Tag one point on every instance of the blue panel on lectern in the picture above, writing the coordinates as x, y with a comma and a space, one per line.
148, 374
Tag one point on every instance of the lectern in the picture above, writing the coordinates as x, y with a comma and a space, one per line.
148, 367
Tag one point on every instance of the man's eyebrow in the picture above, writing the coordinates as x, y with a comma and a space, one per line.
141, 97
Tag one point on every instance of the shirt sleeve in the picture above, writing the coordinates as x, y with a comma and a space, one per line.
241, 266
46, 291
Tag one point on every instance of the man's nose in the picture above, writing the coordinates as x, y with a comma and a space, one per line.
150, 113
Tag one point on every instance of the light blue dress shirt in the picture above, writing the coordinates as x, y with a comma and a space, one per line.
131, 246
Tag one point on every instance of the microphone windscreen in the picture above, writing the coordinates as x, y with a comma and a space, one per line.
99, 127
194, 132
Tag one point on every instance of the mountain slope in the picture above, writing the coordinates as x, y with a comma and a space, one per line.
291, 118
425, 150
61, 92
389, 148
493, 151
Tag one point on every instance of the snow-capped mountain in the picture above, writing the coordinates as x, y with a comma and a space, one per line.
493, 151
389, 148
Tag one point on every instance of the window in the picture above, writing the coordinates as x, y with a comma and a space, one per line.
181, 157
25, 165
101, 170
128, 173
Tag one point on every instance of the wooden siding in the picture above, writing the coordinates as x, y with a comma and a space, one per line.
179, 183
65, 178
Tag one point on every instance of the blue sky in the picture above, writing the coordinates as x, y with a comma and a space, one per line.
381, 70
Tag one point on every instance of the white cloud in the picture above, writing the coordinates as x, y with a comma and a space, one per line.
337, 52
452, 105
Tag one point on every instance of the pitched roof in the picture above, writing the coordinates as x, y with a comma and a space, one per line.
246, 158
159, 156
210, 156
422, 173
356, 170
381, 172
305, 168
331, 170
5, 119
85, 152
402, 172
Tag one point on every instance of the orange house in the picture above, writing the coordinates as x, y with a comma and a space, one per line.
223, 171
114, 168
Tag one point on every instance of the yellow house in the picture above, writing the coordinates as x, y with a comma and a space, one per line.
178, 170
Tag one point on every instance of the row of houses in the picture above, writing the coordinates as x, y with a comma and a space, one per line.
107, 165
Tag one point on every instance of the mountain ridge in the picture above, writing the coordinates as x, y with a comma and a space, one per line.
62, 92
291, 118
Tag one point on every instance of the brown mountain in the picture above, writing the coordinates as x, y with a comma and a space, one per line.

TO DO => All of the entries must be quoted exactly; please include each one.

RESULT FOR THIS EXERCISE =>
Tag one point on every instance of the blue panel on lectern in the picture above, writing the coordinates as x, y with a comma and a space, one per line.
148, 374
Tag one point on every instance of the lectern in the picture above, writing the coordinates as x, y with a comma and a space, one per line.
148, 367
Tag one point on every instance of the man's eyebrow in the picture above, writing the coordinates as x, y with a comma and a space, one per line.
141, 97
Tag one point on every instance of the shirt sleeve in the picture above, writing the coordinates as x, y with a comma and a space, one per line.
241, 266
46, 291
Tag one point on every instance of the man's nose in the picture above, writing the coordinates as x, y with a comma and a space, one per line.
150, 113
Tag one point on every instance of the light blue dress shirt in the picture above, writing the coordinates as x, y with a comma and a space, one per line.
131, 246
Tag one point on every instance of the microphone windscreen in the picture above, writing the coordinates as x, y with a comma and a space, one per line.
99, 127
194, 132
Tag one point on every instance of the mountain slope in the picture above, writing the coordinates as x, y with a comma and a space, one per line.
291, 118
425, 150
61, 92
389, 148
493, 151
Tag one point on every instance of the snow-capped mountain in the picture above, writing the coordinates as x, y with a comma and a space, one per line.
493, 151
389, 148
Tag one point on every instance of the window in the picture above, writing the coordinates as x, y with a comma and a space, one per line.
181, 157
25, 165
101, 170
128, 173
Tag one point on every instance of the wooden siding in the picture above, writing the coordinates as x, y with a comma and a space, one per line.
179, 183
65, 178
Tag one point on every instance of the blue sky in the picture above, writing the coordinates as x, y with a comma and a space, one per line.
381, 70
Tag one point on every instance of the white cloud in the picture above, writing the coordinates as x, y with a comma and a space, one per line.
337, 52
452, 105
Tag one point on every instance of the pitched roof in the picture above, writing the coordinates as x, y with a comma and a space, one per line.
246, 158
159, 156
210, 156
422, 173
356, 170
381, 172
305, 168
331, 170
5, 119
85, 152
402, 172
Tag one point on every instance of the orange house in the picture above, writing the coordinates as x, y with a comma and a space, one per line.
223, 171
114, 168
Tag one point on every instance of the yellow house in the picture above, writing the coordinates as x, y with a comma and a space, one per line.
178, 170
Tag one point on every instance of the row of houses in the picture above, writing the coordinates as x, y with a comma and a space, one per line.
107, 165
Tag one point on every instance of the mountain ridge in the picture above, writing the coordinates as x, y with a comma and a space, one per line.
62, 92
291, 118
Tag one point on every instance of the brown mountain in the picture above, writing the coordinates as x, y with a comma and a space, one per line.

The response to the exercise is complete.